- [ABOUT THIS TASK]:
Could you count how many lines of the data include "below" and answer with the number only?

- [ENTRIES SUPPLIED]:
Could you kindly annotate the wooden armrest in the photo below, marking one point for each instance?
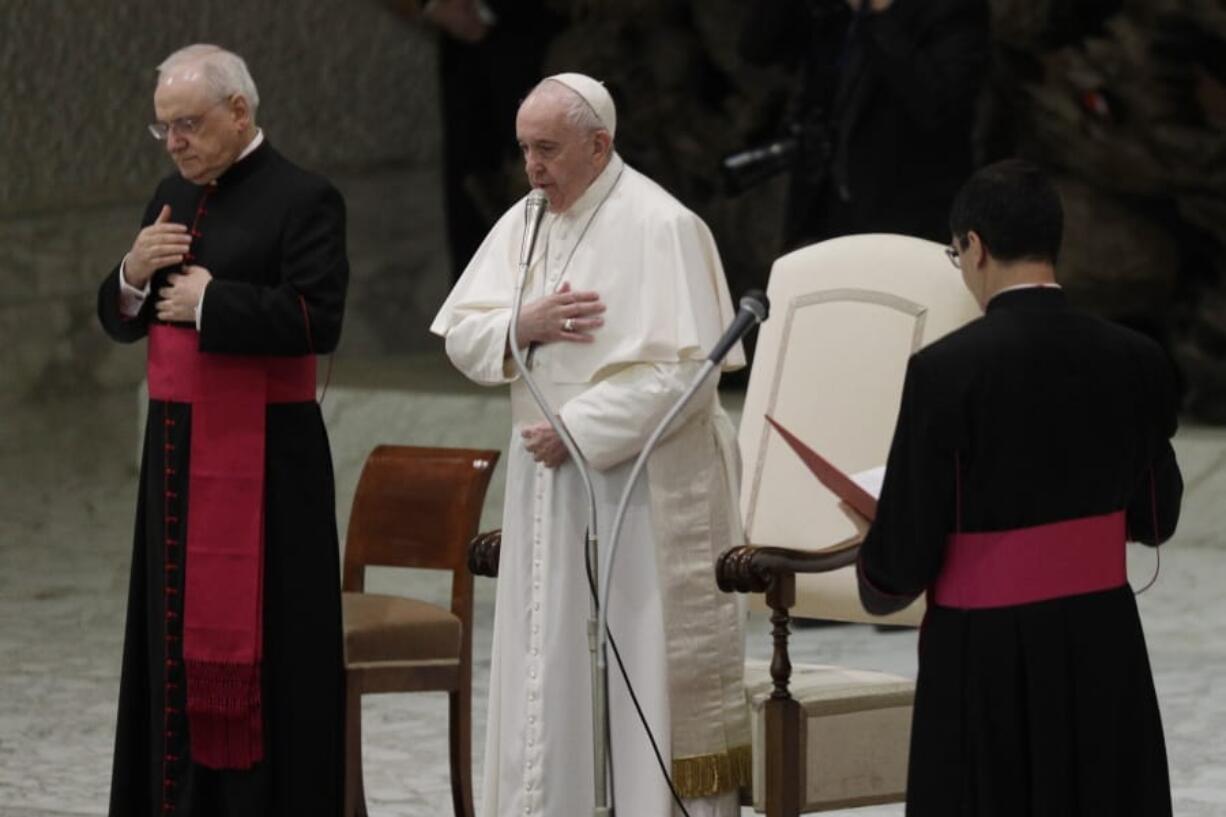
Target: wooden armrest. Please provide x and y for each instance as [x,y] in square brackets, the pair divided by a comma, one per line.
[483,553]
[750,568]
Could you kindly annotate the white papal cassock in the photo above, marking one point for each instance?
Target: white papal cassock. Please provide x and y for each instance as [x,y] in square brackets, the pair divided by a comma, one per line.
[656,268]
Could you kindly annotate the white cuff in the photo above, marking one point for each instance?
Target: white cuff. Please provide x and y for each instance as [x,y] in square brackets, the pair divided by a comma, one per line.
[130,298]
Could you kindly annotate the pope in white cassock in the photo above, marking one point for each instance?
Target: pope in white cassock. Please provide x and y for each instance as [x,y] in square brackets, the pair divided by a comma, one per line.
[624,298]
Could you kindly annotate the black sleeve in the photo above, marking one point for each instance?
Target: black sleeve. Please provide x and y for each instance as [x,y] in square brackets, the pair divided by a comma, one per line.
[1154,508]
[901,553]
[120,328]
[303,313]
[934,68]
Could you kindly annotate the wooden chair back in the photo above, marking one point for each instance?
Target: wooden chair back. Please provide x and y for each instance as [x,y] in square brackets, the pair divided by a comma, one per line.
[418,508]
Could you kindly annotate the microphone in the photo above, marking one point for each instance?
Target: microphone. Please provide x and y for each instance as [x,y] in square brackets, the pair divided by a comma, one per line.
[533,210]
[754,309]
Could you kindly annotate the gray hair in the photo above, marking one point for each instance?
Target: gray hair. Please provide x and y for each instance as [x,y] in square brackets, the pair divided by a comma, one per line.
[224,72]
[576,112]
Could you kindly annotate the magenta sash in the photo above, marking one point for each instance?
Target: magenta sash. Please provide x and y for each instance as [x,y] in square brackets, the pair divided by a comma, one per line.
[222,634]
[1016,567]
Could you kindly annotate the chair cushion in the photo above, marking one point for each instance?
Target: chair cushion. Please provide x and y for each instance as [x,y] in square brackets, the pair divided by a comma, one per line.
[856,734]
[395,628]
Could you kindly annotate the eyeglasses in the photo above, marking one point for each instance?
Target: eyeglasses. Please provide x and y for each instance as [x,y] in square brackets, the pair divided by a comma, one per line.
[954,256]
[183,125]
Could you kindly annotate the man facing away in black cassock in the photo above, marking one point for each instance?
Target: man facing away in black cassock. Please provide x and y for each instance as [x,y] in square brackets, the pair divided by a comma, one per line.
[1030,444]
[232,693]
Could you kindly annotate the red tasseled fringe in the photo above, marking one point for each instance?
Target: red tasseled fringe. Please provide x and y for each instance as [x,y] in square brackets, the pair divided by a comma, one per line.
[224,715]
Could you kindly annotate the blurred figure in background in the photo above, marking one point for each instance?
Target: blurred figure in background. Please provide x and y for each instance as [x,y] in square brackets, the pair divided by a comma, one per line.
[878,136]
[489,58]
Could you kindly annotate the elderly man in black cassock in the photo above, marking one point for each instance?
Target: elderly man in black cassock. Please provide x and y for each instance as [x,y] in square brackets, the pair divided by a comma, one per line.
[1030,445]
[232,692]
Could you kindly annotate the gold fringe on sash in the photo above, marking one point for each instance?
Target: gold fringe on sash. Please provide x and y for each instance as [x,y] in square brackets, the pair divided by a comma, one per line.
[704,775]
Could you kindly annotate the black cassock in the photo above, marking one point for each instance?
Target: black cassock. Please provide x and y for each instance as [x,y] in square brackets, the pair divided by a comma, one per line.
[272,236]
[1032,415]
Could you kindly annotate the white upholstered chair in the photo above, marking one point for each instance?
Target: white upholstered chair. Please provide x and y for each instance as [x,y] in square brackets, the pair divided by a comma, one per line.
[830,361]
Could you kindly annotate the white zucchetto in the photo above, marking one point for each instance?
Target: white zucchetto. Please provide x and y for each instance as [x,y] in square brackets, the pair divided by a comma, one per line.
[593,93]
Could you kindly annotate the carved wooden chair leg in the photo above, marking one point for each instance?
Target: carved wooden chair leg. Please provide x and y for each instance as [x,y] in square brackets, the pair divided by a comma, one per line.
[354,791]
[460,721]
[785,719]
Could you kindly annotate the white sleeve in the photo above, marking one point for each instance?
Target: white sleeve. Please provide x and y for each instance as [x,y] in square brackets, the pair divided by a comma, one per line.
[612,421]
[130,298]
[477,346]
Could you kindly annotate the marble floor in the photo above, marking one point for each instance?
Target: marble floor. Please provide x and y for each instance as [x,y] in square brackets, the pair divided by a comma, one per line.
[66,507]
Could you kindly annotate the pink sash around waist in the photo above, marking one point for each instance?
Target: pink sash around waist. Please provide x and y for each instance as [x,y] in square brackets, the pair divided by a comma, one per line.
[1028,564]
[223,607]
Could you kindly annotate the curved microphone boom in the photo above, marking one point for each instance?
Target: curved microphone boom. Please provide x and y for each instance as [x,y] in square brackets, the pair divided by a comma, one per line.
[533,211]
[753,309]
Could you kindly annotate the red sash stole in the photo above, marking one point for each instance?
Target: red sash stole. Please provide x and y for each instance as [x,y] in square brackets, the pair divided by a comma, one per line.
[1016,567]
[223,602]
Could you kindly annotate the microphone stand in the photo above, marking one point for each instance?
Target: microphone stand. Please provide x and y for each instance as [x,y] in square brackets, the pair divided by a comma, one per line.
[607,573]
[754,304]
[602,772]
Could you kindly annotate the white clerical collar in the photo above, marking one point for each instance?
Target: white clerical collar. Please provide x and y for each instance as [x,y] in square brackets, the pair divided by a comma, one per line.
[597,189]
[1024,286]
[250,146]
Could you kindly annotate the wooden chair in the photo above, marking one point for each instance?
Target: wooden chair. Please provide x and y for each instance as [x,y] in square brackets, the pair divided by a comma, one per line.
[418,508]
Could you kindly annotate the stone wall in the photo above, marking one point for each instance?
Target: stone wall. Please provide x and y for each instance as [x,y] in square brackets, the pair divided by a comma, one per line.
[346,88]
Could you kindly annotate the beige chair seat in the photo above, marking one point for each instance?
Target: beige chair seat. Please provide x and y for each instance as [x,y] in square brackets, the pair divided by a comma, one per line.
[856,734]
[381,628]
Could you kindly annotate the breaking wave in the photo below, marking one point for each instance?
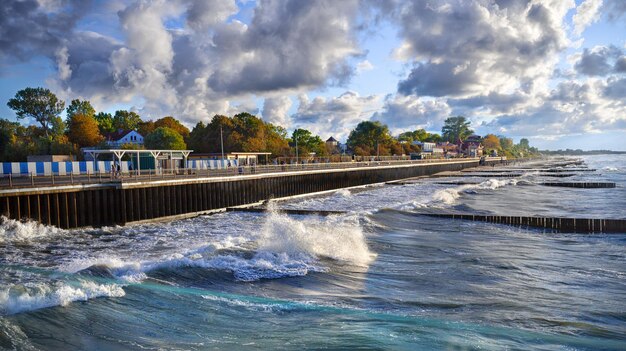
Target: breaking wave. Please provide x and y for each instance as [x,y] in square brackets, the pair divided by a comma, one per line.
[18,231]
[449,196]
[282,247]
[28,297]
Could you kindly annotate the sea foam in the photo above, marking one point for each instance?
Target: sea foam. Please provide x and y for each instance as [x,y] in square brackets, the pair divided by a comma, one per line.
[28,297]
[17,231]
[449,196]
[282,246]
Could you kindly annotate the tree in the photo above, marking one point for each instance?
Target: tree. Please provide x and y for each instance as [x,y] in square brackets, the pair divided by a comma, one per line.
[145,128]
[456,128]
[172,123]
[126,120]
[506,143]
[82,107]
[38,103]
[105,122]
[370,138]
[83,130]
[524,144]
[164,138]
[307,143]
[491,142]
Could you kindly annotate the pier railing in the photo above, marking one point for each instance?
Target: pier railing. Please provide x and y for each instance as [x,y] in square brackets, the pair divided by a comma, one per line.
[8,181]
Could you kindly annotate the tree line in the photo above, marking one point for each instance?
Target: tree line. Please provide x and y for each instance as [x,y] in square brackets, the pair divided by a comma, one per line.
[85,127]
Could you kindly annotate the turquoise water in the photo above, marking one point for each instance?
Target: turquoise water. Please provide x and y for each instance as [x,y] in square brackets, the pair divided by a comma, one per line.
[380,277]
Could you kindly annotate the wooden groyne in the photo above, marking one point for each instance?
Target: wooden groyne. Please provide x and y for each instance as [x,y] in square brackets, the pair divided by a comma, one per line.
[568,225]
[285,211]
[582,185]
[96,205]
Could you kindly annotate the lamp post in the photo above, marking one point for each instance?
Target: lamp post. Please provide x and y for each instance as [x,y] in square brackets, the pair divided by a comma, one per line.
[295,137]
[222,143]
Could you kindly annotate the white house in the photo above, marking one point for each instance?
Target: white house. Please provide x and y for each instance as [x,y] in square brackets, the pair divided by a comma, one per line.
[121,137]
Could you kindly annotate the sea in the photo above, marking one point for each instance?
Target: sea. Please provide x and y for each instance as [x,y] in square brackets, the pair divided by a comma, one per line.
[379,277]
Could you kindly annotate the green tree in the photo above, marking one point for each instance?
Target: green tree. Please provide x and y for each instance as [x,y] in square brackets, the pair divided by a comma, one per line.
[172,123]
[524,144]
[307,143]
[82,107]
[370,138]
[105,122]
[491,142]
[38,103]
[83,130]
[164,138]
[456,128]
[506,143]
[126,120]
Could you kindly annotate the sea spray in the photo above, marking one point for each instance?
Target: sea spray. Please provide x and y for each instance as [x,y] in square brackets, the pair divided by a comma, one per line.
[449,195]
[25,231]
[32,296]
[280,246]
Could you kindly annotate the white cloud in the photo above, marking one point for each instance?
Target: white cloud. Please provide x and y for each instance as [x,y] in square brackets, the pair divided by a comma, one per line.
[364,66]
[586,13]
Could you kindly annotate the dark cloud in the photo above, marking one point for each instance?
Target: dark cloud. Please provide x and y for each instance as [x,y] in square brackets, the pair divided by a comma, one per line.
[465,47]
[433,79]
[412,112]
[289,44]
[615,9]
[335,115]
[601,61]
[616,89]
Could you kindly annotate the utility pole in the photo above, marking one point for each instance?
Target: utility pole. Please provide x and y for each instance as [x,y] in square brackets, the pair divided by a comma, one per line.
[295,137]
[377,151]
[222,142]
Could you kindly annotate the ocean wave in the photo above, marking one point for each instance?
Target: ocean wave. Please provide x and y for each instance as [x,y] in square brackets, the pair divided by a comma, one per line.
[449,196]
[343,192]
[26,231]
[282,247]
[28,297]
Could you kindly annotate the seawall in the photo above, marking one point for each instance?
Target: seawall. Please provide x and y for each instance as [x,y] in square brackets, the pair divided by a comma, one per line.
[96,205]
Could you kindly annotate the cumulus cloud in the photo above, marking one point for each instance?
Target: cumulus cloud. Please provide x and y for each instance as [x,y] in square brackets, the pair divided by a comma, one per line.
[464,48]
[601,61]
[402,112]
[276,110]
[336,116]
[289,44]
[586,13]
[28,29]
[571,108]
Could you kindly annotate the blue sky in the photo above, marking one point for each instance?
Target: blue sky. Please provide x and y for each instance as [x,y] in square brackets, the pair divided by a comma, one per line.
[551,71]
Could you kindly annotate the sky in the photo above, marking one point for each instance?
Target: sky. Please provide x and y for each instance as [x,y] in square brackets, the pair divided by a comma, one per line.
[552,71]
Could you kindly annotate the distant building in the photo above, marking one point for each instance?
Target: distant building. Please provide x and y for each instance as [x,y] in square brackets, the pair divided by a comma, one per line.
[333,146]
[332,142]
[449,149]
[121,137]
[50,158]
[472,146]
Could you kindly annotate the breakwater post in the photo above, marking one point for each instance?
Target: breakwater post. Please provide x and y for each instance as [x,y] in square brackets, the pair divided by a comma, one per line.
[96,205]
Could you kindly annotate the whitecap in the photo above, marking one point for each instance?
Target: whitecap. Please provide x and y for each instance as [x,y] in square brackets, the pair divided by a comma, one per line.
[28,297]
[26,231]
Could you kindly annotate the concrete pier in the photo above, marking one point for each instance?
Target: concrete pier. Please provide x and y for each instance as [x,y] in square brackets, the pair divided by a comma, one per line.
[96,205]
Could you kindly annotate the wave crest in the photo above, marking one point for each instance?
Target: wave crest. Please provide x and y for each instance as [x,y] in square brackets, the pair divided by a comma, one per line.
[18,231]
[28,297]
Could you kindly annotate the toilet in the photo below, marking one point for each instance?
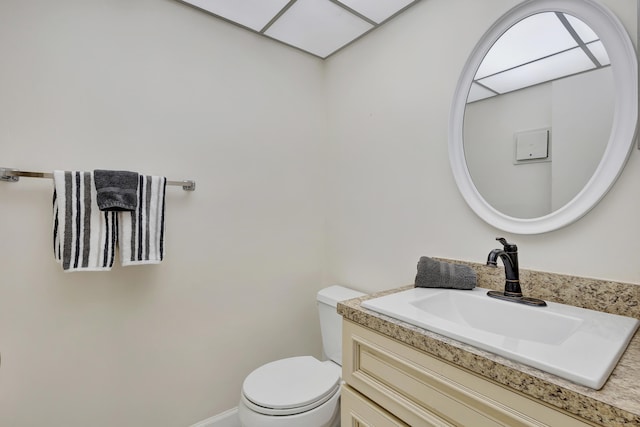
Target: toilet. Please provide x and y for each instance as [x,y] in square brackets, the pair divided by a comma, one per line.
[300,391]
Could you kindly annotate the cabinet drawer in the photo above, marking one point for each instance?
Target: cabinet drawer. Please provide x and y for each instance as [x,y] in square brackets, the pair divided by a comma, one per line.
[423,390]
[358,411]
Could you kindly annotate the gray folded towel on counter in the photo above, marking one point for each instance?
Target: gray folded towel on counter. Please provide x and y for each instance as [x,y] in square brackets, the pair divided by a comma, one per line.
[116,190]
[439,274]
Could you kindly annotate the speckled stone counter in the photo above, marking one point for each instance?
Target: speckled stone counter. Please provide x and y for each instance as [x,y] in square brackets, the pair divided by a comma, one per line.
[616,404]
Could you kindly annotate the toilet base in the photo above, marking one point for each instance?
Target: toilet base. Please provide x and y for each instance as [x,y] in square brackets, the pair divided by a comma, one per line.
[326,415]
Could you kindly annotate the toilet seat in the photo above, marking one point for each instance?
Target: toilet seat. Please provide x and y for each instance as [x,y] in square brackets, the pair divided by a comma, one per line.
[291,386]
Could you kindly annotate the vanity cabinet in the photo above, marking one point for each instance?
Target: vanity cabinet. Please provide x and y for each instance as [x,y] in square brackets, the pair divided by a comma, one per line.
[388,383]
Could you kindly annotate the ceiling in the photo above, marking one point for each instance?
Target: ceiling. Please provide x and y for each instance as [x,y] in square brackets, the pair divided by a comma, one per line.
[541,48]
[318,27]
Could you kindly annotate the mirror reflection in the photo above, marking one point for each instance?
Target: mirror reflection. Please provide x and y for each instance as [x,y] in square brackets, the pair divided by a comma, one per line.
[539,114]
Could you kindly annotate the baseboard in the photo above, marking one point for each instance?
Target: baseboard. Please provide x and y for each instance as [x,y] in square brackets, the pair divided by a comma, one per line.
[226,419]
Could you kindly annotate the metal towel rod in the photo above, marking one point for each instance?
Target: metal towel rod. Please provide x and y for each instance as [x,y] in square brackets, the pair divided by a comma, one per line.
[13,175]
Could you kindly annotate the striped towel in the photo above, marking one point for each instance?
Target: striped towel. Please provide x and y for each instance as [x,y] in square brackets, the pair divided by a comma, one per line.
[84,238]
[141,232]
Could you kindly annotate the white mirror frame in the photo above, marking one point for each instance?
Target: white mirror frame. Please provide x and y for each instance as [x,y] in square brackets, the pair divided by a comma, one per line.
[624,65]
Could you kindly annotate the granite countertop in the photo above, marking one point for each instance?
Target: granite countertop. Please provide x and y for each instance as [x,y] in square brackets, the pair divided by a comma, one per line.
[617,403]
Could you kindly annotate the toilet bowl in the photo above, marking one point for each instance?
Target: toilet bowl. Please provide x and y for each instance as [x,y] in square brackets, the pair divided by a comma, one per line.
[300,391]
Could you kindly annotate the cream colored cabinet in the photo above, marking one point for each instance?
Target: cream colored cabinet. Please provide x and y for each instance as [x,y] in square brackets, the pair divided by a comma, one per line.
[391,384]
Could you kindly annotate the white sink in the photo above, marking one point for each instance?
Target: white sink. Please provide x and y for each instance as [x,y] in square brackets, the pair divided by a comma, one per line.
[574,343]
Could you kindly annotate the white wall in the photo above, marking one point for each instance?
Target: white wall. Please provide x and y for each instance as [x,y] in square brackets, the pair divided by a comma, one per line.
[393,197]
[158,87]
[582,122]
[490,125]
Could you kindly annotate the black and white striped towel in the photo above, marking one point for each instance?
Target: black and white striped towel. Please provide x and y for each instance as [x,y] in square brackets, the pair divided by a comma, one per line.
[141,236]
[84,238]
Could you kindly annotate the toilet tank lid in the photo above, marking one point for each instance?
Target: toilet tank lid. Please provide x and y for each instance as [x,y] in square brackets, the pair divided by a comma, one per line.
[334,294]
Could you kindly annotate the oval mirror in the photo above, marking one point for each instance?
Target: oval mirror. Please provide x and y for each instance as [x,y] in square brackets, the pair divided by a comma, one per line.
[544,115]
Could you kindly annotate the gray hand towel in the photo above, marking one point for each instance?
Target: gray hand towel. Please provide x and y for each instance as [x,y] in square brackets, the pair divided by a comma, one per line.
[439,274]
[116,190]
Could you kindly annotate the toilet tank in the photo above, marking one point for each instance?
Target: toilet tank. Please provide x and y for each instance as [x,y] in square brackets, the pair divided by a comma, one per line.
[331,321]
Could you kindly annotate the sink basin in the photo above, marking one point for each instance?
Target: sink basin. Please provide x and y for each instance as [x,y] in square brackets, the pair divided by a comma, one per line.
[555,338]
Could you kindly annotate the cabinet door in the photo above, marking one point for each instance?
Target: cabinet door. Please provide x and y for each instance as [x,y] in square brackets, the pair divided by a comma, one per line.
[358,411]
[424,390]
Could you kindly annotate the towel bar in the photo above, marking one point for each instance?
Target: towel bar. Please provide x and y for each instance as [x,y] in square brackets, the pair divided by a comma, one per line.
[13,175]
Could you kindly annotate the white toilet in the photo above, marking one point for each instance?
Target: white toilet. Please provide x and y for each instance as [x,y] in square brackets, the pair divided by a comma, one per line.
[300,391]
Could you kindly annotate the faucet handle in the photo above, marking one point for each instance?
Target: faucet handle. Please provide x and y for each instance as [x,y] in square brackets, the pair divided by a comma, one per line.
[508,247]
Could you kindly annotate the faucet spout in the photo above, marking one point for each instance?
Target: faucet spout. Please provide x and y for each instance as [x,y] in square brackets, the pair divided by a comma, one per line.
[512,291]
[509,257]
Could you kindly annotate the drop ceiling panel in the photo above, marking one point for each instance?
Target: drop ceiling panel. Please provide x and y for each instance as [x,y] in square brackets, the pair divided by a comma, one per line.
[318,26]
[377,10]
[533,38]
[543,70]
[254,14]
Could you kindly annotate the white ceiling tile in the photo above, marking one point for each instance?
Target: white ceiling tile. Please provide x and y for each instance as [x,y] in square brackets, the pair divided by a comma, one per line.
[376,10]
[254,14]
[317,26]
[547,69]
[534,37]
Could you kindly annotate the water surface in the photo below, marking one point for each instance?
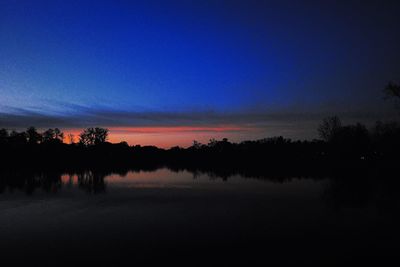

- [TASK OUTPUT]:
4